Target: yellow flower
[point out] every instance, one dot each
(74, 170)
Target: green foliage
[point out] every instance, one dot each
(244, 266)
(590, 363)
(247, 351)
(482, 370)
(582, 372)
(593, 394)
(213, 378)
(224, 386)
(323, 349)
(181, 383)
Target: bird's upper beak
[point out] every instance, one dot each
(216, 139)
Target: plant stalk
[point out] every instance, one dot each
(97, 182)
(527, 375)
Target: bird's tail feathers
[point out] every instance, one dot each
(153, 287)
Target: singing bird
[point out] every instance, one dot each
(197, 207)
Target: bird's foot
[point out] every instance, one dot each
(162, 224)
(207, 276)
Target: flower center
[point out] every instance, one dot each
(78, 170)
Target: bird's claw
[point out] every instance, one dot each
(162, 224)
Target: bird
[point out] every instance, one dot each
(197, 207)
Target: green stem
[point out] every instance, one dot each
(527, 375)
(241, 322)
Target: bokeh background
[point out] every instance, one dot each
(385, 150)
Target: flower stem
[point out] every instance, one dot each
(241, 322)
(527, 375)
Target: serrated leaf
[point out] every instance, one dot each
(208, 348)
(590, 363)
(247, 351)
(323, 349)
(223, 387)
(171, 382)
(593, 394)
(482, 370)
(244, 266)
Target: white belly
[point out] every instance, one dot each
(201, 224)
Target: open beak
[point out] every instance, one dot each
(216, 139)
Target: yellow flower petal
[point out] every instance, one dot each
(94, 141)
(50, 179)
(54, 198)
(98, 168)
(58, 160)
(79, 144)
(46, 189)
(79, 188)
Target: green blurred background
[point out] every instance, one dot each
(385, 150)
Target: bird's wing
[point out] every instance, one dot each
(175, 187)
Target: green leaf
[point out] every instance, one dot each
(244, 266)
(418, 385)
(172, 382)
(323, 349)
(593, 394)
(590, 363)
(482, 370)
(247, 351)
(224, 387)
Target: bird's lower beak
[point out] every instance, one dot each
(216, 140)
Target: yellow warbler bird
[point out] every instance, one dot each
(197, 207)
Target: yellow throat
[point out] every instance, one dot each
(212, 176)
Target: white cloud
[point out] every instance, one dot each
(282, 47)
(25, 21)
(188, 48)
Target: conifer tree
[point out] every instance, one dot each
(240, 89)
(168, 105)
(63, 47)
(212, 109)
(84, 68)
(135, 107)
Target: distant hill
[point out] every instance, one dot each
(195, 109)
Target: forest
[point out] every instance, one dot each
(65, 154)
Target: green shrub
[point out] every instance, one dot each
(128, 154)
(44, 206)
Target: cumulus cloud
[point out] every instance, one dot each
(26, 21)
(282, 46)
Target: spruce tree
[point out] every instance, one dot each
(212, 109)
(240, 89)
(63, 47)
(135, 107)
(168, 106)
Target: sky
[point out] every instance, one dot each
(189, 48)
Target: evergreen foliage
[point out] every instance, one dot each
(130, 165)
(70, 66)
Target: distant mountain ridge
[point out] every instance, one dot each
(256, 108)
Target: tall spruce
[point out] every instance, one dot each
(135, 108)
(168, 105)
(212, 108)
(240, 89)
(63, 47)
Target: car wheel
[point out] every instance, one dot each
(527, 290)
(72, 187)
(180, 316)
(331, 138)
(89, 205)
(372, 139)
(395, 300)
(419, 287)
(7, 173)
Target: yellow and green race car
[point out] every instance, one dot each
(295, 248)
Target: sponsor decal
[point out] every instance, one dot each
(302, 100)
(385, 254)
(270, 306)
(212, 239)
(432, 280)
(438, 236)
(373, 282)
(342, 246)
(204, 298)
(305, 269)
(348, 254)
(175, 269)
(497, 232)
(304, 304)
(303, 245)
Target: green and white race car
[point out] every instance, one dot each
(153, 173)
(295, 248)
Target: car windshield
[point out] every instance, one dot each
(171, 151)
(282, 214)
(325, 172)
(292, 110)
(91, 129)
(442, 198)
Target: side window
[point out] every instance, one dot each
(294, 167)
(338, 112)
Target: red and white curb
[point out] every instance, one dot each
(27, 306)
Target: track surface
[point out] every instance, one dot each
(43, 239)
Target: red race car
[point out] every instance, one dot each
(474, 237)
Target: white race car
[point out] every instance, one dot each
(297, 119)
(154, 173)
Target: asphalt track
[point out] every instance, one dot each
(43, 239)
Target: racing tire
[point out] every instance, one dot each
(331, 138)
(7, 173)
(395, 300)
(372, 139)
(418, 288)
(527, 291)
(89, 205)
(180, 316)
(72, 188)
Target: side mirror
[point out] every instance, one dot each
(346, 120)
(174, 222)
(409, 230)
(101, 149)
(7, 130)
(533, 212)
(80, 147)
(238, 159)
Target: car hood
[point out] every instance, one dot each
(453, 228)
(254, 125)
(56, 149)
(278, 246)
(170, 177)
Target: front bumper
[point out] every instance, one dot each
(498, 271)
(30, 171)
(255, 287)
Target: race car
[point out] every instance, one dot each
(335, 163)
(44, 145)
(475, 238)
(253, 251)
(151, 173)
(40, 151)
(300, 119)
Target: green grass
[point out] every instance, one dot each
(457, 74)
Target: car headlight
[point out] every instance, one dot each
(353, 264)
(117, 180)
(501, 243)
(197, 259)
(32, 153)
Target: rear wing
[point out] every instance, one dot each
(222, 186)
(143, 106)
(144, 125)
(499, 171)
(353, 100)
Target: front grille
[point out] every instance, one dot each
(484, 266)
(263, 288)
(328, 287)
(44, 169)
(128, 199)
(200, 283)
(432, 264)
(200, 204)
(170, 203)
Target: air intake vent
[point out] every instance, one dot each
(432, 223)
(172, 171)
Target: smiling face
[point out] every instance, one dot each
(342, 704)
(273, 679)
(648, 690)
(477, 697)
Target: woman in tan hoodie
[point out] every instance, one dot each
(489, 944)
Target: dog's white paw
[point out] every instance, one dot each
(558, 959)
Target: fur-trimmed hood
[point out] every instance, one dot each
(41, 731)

Exercise task
Please reproduce every entry above with "one dot each" replaced by "one point each" and nothing else altered.

Solution to the problem
Target: yellow flower
[point out] every instance, one point each
(74, 170)
Target: green foliage
[point out] every instance, one point each
(244, 266)
(590, 363)
(247, 351)
(482, 370)
(582, 372)
(593, 394)
(213, 378)
(224, 386)
(323, 349)
(181, 383)
Target: bird's upper beak
[point out] every instance, one point each
(216, 139)
Target: plant stalk
[point out] every instance, one point each
(97, 182)
(527, 375)
Target: bird's tail feathers
[point out] every instance, one point each
(153, 287)
Target: singing bird
[point out] every instance, one point each
(197, 207)
Target: bird's foot
[point out] every instance, one point each
(162, 224)
(207, 276)
Target: flower center
[point out] every instance, one point each
(78, 170)
Target: bird's claw
[point out] every instance, one point each
(162, 224)
Target: bird
[point out] every instance, one point each
(197, 207)
Target: green stem
[point out] every instance, one point each
(527, 375)
(241, 322)
Target: bokeh background
[point out] every instance, one point each
(385, 150)
Target: flower stem
[point out] every instance, one point each
(241, 322)
(527, 375)
Target: serrated leaf
[point out] every instance, one point each
(208, 348)
(590, 363)
(247, 351)
(323, 349)
(223, 387)
(171, 382)
(593, 394)
(482, 370)
(244, 266)
Target: white belly
[point out] every instance, one point each
(201, 224)
Target: open beak
[point out] every instance, one point each
(216, 139)
Target: yellow flower petal
[point out] every instance, one point each
(94, 141)
(50, 179)
(54, 198)
(98, 168)
(58, 160)
(79, 144)
(46, 189)
(79, 188)
Target: green blurred background
[point out] every instance, one point each
(385, 150)
Target: bird's wing
[point out] every instance, one point each
(175, 187)
Target: green leaf
[point out] every instance, one point each
(244, 266)
(418, 385)
(172, 382)
(323, 349)
(593, 394)
(590, 363)
(482, 370)
(247, 351)
(224, 387)
Target: bird's lower beak
[point out] every instance, one point each
(216, 140)
Target: yellow warbler bird
[point out] every instance, one point each
(197, 207)
Target: yellow throat
[point out] every instance, one point each
(212, 176)
Target: white cloud
[point out] every instance, one point each
(282, 47)
(25, 21)
(188, 48)
Target: conifer tree
[point out] every instance, one point each
(240, 89)
(168, 105)
(63, 47)
(212, 109)
(84, 68)
(135, 107)
Target: distant hill
[point out] every instance, one point each
(195, 109)
Target: forest
[point out] every instance, one point each
(65, 154)
Target: green shrub
[point out] every instance, one point each
(128, 154)
(44, 206)
Target: cumulus cloud
[point out] every instance, one point each
(26, 21)
(282, 46)
Target: spruce tree
[point out] every instance, one point each
(212, 109)
(240, 89)
(63, 47)
(135, 107)
(168, 106)
Target: sky
[point out] every instance, one point each
(189, 48)
Target: evergreen foliage
[point out] every instance, one point each
(130, 165)
(70, 66)
Target: distant mountain ridge
[point out] every instance, one point each
(256, 108)
Target: tall spruce
[point out] every instance, one point each
(135, 108)
(168, 105)
(212, 108)
(240, 89)
(63, 47)
Target: car wheel
[point out] every instance, one point each
(527, 290)
(72, 187)
(180, 316)
(331, 138)
(89, 205)
(372, 139)
(395, 300)
(419, 287)
(7, 173)
Target: yellow and green race car
[point out] every instance, one point each
(295, 248)
Target: sponsor decal
[point out] every instance, one point each
(302, 100)
(385, 254)
(270, 306)
(212, 239)
(432, 280)
(438, 236)
(373, 282)
(342, 246)
(204, 298)
(305, 269)
(348, 254)
(175, 269)
(497, 232)
(304, 304)
(303, 245)
Target: green and white race car
[point out] every instance, one point each
(153, 173)
(295, 248)
Target: car windshield
[point out] every instance, one point each
(171, 151)
(282, 214)
(325, 172)
(292, 110)
(91, 129)
(442, 198)
Target: side window
[point out] every instance, one point each
(294, 167)
(338, 112)
Target: red and white curb
[point out] every instance, one point each
(27, 306)
Target: track surface
[point out] every instance, one point each
(43, 239)
Target: red race car
[point out] every instance, one point each
(474, 237)
Target: white race car
[point out] every instance, one point each
(297, 119)
(154, 173)
Target: asphalt track
[point out] every instance, one point each
(43, 239)
Target: racing tire
[point out] every instance, one point each
(331, 138)
(7, 173)
(395, 300)
(372, 139)
(418, 288)
(527, 291)
(89, 205)
(180, 316)
(72, 188)
Target: side mirror
[point out] every instance, one point each
(346, 120)
(174, 222)
(409, 230)
(101, 149)
(7, 130)
(533, 212)
(80, 147)
(238, 159)
Target: car hood
[point out] every instance, one point each
(453, 228)
(254, 125)
(56, 149)
(278, 246)
(170, 177)
Target: front bumper
[point out] every instance, one point each
(498, 271)
(30, 171)
(255, 287)
Target: race car
[point out] every instance, one point each
(335, 163)
(44, 145)
(475, 238)
(253, 251)
(151, 173)
(40, 151)
(300, 119)
Target: green grass
[point out] every instance, one point each
(457, 74)
Target: car headlight
[point out] every instance, one point each
(353, 264)
(117, 180)
(501, 243)
(197, 259)
(32, 153)
Target: rear wing
[point out] every instance, one point each
(222, 186)
(143, 106)
(144, 125)
(499, 171)
(353, 100)
Target: front grille
[point out] every instance, one point each
(484, 266)
(263, 288)
(328, 287)
(44, 169)
(128, 199)
(200, 283)
(432, 264)
(200, 204)
(170, 203)
Target: air intake vent
[point out] every instance, one point each
(432, 223)
(172, 171)
Target: smiling face
[point out] every instance, one point each
(342, 704)
(273, 679)
(648, 690)
(477, 697)
Target: woman in tan hoodie
[point out] every instance, one point each
(489, 944)
Target: dog's white paw
[point out] every instance, one point each
(558, 959)
Target: fur-trimmed hood
[point out] every instance, one point each
(41, 731)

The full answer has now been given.